EXTRACT PROVIDED:
+ + + + +

Skip to main content

Watchdog Instrumentation

Prerequisite

This guide assumes you have already completed the minimal integration of the Memfault SDK. If you have not, please complete the appropriate Getting Started guide.

This document describes the necessary integration details to capture coredumps when a Watchdog occurs.

An example of a captured Watchdog crash below:

Enabling a Watchdog Timer

This guide assumes a Watchdog Timer is already present and enabled on the system. For some general background on Watchdog Timers and recommendations on how to use them, see this article:

https://interrupt.memfault.com/blog/firmware-watchdog-best-practices

Instrumenting Watchdogs with Memfault

When using the Memfault SDK, we recommend instrumenting the watchdog timer so a coredump will be captured when the watchdog trips.

The fundamental technique is to use Memfault's Watchdog interrupt handler to trap the interrupt when the watchdog fires- this provides the best backtrace result, since it uses the Memfault interrupt shim.

To use it, make sure that the MEMFAULT_EXC_HANDLER_WATCHDOG Memfault SDK config is set to the name of the Watchdog interrupt handler registered in your interrupt vector table (this config is usually set in the memfault_platform_config.h header file), and there is no competing implementation.

+ + + + +

DATA ENTRIES:
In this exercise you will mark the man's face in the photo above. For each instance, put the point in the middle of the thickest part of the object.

+ + + + +

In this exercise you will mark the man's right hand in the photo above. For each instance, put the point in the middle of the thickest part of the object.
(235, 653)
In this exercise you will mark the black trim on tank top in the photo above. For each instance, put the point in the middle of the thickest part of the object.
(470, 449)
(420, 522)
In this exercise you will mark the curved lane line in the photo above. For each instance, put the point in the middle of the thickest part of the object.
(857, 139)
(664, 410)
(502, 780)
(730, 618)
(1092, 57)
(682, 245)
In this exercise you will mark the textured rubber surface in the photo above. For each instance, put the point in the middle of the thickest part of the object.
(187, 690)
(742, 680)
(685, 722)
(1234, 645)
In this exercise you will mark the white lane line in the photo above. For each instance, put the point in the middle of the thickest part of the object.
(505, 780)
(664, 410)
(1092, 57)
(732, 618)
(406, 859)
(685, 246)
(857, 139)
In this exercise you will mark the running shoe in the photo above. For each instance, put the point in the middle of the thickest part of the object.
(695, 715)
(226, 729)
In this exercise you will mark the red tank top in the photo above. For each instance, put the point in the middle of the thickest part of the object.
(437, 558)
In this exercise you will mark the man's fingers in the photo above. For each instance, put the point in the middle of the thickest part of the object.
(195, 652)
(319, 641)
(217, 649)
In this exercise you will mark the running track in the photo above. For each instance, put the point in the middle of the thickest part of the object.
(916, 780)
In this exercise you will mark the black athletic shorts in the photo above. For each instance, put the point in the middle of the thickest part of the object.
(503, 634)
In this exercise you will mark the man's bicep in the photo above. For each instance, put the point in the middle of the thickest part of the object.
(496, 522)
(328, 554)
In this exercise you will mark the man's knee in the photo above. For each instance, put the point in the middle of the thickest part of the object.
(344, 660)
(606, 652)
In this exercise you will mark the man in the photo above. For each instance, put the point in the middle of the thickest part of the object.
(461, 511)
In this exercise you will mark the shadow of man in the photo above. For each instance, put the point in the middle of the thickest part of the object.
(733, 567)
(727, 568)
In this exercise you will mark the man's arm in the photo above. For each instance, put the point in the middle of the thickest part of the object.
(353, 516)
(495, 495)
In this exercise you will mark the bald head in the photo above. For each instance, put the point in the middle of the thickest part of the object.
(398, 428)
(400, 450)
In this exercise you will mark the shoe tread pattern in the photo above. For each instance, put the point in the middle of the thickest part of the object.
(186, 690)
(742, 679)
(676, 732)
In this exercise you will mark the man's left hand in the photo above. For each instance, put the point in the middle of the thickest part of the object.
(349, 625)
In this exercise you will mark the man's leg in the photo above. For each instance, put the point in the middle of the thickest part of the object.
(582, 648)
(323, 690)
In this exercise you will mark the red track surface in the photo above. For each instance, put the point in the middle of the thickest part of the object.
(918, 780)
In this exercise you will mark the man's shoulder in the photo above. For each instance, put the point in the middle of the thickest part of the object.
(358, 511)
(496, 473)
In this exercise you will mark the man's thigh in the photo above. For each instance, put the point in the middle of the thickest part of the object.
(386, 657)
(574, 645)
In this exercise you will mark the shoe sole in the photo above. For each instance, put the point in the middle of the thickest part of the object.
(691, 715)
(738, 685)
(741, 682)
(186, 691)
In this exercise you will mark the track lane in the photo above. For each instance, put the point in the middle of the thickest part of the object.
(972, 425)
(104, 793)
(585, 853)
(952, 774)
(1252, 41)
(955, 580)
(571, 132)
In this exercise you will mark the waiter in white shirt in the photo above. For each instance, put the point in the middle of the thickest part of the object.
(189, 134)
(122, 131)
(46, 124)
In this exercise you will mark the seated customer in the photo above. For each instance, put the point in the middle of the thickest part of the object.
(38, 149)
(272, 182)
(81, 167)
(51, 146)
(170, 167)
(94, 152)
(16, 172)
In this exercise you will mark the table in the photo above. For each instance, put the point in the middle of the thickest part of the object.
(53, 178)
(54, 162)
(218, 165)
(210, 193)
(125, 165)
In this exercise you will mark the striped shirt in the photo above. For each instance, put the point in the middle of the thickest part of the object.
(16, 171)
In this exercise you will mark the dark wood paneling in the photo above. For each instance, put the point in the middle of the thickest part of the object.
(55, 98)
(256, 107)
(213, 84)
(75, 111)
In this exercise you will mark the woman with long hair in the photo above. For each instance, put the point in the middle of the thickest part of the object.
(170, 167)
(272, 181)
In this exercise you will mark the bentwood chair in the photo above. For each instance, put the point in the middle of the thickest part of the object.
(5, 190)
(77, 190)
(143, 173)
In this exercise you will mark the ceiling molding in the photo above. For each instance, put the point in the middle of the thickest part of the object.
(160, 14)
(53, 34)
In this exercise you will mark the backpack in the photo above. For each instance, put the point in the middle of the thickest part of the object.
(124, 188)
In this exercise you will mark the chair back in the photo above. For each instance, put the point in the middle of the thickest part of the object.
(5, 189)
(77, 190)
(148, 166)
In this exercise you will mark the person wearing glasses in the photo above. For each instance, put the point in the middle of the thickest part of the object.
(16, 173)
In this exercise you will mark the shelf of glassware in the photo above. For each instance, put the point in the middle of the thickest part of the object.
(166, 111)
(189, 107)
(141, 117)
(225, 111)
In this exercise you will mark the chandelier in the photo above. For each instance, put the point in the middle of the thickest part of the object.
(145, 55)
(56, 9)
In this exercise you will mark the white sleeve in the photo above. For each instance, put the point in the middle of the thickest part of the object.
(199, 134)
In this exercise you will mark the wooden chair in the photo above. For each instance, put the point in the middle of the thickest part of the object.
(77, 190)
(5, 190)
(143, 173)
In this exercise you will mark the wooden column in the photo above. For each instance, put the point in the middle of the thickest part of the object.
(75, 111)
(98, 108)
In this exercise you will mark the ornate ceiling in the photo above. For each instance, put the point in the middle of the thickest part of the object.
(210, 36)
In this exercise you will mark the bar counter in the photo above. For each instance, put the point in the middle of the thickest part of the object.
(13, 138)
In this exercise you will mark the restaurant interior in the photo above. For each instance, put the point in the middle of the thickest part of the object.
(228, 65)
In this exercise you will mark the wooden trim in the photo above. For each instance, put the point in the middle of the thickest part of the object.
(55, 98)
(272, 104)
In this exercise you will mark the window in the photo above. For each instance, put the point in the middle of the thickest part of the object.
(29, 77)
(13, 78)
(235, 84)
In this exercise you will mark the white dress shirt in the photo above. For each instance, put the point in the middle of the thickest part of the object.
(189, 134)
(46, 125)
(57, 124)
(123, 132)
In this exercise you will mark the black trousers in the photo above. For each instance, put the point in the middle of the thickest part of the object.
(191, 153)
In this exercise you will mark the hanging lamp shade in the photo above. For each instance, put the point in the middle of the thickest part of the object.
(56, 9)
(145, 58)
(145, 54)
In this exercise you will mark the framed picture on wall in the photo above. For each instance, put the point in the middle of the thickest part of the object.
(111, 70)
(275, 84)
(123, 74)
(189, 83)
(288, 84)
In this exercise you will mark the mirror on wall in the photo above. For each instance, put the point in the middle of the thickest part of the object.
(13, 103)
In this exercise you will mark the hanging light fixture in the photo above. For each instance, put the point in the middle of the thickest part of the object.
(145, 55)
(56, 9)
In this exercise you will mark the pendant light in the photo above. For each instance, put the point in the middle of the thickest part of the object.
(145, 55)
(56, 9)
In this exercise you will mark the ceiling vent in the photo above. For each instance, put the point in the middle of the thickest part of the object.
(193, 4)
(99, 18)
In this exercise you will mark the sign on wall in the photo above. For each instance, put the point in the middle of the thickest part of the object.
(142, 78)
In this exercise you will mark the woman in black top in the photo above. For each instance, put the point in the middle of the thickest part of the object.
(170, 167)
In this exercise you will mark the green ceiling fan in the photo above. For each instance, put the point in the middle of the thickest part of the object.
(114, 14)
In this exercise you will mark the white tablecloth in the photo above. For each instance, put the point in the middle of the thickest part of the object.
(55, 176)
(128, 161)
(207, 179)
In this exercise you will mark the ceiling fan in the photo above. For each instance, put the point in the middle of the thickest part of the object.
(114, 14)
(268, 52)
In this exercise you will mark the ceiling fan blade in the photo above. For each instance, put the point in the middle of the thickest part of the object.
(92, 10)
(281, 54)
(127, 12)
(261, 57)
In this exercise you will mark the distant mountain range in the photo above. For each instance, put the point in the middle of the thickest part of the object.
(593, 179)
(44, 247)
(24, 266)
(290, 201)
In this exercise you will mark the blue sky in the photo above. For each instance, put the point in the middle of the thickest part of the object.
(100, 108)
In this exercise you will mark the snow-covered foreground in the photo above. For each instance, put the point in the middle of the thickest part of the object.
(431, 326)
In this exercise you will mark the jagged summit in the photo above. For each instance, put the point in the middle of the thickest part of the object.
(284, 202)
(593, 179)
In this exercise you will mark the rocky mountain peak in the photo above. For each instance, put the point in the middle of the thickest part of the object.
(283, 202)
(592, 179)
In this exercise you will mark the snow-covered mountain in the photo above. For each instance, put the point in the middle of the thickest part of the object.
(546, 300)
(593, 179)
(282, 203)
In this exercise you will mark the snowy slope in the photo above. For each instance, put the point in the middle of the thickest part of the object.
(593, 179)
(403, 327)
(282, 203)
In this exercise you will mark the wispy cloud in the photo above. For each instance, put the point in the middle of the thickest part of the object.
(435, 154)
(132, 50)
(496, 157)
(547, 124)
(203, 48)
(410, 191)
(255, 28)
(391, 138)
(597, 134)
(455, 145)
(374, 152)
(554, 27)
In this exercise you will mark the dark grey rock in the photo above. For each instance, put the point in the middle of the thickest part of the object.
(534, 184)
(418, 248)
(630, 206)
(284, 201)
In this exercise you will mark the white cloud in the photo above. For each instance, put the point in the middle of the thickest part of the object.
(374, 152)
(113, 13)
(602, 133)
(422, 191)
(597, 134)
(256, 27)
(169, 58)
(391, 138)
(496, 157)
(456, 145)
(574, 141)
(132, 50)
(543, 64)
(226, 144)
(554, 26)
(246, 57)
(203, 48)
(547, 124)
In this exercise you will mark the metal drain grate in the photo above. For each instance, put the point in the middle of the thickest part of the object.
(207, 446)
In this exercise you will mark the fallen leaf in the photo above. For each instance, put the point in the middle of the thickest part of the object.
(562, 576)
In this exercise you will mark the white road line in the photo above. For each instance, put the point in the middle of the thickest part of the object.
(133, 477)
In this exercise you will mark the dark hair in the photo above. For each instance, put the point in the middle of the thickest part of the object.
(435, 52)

+ + + + +

DIRECTIVES:
• a. According to the watchdog instrumentation guide, in which file is the MEMFAULT_EXC_HANDLER_WATCHDOG config usually set?
• b. For each statement, say whether it agrees with the watchdog instrumentation guide, and quote the words that decide it: (i) The guide assumes a Watchdog Timer is already present and enabled on the system. (ii) Using Memfault's Watchdog interrupt handler gives the best backtrace result because it uses the Memfault interrupt shim. (iii) The guide is meant for readers who have not yet completed the minimal integration of the Memfault SDK.
• c. Carry on the watchdog instrumentation guide from its last sentence.
The records are separate material and have no connection to the watchdog instrumentation guide.

TASK RESULTS:
• a. It is usually set in the memfault_platform_config.h header file.

• b.
(i) Yes: "This guide assumes a Watchdog Timer is already present and enabled on the system."
(ii) Yes: "this provides the best backtrace result, since it uses the Memfault interrupt shim."
(iii) No: "This guide assumes you have already completed the minimal integration of the Memfault SDK."

• c.
In order for the coredump save to complete, the chip will need to be configured to fire the interrupt for the Watchdog Timer, but not immediately reset.

Configuring Watchdog Timer Warning Threshold

Depending on the particular chip, there's often a "warning" threshold that can be configured into the watchdog, which will trigger an interrupt some period before the watchdog reset occurs.

For example, on the NXP RT1021 chip (from the RT1020 Reference Manual):

If available, be sure to set up the warning threshold at a sufficiently long timeout for the coredump saving to have enough time to finish (for example, if there are long flash page erase times that need to be accounted for).

We typically recommend a relatively long timeout, such as 10 seconds, but be sure to consult the flash chip documentation to ensure enough time is reserved.

If the hardware watchdog does not permit a "warning" threshold of sufficient time, it may instead make sense to set the hardware watchdog to a very long period, and use a timer peripheral interrupt to trigger the Memfault software watchdog.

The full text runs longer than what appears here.